### PROBLEM
Repeat the lines of the listing below exactly, starting at the line that contains "Draw the outline of every instance of the **black" and running through the last line, both included, and only those.

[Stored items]
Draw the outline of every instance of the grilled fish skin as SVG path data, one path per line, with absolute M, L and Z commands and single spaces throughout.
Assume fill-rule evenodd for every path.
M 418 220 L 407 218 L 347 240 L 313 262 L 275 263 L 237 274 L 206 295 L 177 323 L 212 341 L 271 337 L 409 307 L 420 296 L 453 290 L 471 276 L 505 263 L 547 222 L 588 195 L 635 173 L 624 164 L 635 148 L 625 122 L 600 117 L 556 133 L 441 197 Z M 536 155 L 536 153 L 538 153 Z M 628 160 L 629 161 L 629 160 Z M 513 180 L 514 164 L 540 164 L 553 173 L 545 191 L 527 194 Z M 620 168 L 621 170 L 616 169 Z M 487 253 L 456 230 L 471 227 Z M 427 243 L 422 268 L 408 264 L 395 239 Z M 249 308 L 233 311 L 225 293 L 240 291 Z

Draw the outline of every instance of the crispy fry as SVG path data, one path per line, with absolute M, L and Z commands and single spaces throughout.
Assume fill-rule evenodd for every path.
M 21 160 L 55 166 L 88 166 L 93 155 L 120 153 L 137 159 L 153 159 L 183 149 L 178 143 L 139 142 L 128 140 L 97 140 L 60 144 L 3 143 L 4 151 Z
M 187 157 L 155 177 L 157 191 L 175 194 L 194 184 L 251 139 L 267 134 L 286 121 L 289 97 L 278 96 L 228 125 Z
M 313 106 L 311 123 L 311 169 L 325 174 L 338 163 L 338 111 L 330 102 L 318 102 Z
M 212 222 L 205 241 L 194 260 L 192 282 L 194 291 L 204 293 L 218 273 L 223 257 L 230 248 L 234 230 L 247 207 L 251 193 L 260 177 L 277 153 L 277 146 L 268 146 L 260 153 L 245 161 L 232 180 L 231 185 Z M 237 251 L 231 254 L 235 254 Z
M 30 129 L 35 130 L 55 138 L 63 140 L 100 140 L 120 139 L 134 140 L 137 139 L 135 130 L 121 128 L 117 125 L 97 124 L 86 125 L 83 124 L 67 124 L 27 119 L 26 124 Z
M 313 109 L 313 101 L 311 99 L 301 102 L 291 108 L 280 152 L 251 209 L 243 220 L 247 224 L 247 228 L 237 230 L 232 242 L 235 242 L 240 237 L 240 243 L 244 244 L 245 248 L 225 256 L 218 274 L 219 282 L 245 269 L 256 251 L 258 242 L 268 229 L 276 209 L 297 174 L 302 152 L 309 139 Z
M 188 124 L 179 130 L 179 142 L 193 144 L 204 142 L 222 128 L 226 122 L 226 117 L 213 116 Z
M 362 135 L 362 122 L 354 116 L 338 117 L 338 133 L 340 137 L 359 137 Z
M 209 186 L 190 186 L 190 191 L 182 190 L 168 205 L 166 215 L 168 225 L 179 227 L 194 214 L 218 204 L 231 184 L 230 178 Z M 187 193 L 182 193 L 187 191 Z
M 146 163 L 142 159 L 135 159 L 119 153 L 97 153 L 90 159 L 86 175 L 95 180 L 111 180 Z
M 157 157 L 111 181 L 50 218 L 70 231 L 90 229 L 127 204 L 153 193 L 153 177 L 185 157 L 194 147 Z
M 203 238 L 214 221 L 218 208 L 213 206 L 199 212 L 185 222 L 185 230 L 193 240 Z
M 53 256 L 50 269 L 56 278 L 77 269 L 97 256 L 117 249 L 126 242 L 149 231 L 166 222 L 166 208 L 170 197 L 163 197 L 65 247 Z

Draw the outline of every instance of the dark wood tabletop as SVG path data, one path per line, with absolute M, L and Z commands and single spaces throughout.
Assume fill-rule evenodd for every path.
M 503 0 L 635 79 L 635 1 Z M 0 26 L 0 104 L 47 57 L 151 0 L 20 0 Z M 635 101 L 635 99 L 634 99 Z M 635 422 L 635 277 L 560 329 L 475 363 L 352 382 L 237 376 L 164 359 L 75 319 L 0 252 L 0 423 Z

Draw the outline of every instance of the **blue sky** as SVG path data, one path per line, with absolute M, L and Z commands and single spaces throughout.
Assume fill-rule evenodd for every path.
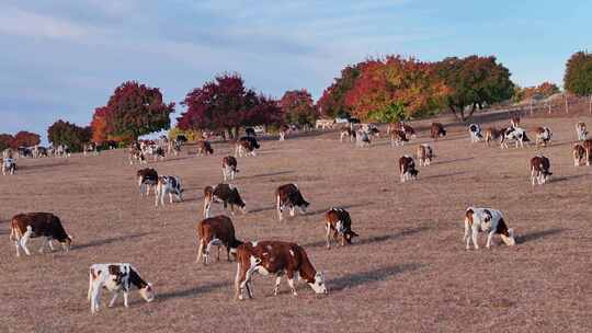
M 591 1 L 0 0 L 0 133 L 87 125 L 118 84 L 181 101 L 216 73 L 315 99 L 348 64 L 496 55 L 521 85 L 561 83 L 592 49 Z M 177 114 L 182 112 L 178 105 Z

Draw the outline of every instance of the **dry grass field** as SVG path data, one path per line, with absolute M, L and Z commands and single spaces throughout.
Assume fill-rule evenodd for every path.
M 592 168 L 573 166 L 577 120 L 523 119 L 526 129 L 554 130 L 543 149 L 470 145 L 464 127 L 451 127 L 432 143 L 433 164 L 405 184 L 397 160 L 432 141 L 425 130 L 398 148 L 386 139 L 354 148 L 335 131 L 262 141 L 257 158 L 239 159 L 236 184 L 249 214 L 232 218 L 237 237 L 301 244 L 326 272 L 328 296 L 299 282 L 293 297 L 284 280 L 273 297 L 274 279 L 255 276 L 254 299 L 235 301 L 236 264 L 224 252 L 220 262 L 195 264 L 203 188 L 221 181 L 227 145 L 214 145 L 214 156 L 185 150 L 150 163 L 181 176 L 185 188 L 184 203 L 159 208 L 139 195 L 139 166 L 123 150 L 19 160 L 18 174 L 0 179 L 0 332 L 591 332 Z M 549 157 L 554 175 L 533 187 L 528 161 L 537 152 Z M 277 222 L 273 192 L 291 182 L 311 206 Z M 491 250 L 465 251 L 469 205 L 502 210 L 517 245 L 496 239 Z M 332 206 L 349 209 L 361 237 L 328 251 L 321 220 Z M 39 255 L 33 240 L 34 254 L 15 257 L 9 220 L 23 211 L 57 214 L 72 250 Z M 107 262 L 135 265 L 157 299 L 146 303 L 134 292 L 128 309 L 121 299 L 107 309 L 103 292 L 91 315 L 88 267 Z

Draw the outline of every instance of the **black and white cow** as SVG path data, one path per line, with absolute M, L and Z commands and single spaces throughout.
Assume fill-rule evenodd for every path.
M 115 305 L 117 296 L 123 291 L 124 306 L 128 307 L 128 294 L 136 287 L 144 300 L 151 302 L 155 299 L 155 289 L 150 283 L 145 282 L 138 271 L 128 263 L 93 264 L 89 269 L 88 299 L 91 302 L 91 313 L 99 311 L 101 289 L 113 292 L 109 307 Z

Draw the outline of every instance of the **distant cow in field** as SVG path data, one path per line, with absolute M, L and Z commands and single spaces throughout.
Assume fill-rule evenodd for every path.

### ANSWER
Draw the outline of every instance of the **black and white cow** as SVG path data, one path per line, with absolute M, L and Z commands and single spaces throughout.
Assume fill-rule evenodd for every path.
M 115 305 L 117 296 L 123 291 L 124 306 L 128 307 L 128 294 L 136 287 L 144 300 L 151 302 L 155 299 L 155 289 L 150 283 L 145 282 L 138 271 L 128 263 L 93 264 L 89 269 L 88 299 L 91 302 L 91 313 L 99 311 L 101 289 L 113 292 L 109 307 Z

Draw the outline of every instance of the **distant cow in field** as SVG path data, one path per line, with absolute M, L and Z commands and single spaces throughout.
Assume fill-rule evenodd for every path.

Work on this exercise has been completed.